Task to carry out :: Transcribe the data below line by line, reproducing each one without any change.

(Extracted data entries)

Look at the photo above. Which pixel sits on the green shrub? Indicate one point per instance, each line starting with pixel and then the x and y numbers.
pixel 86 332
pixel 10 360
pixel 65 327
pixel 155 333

Response to this exercise ::
Look at the photo above. Which pixel sits on the green shrub? Indicate one point per instance, each line starting with pixel and then the x and y numbers.
pixel 86 332
pixel 10 360
pixel 65 327
pixel 155 333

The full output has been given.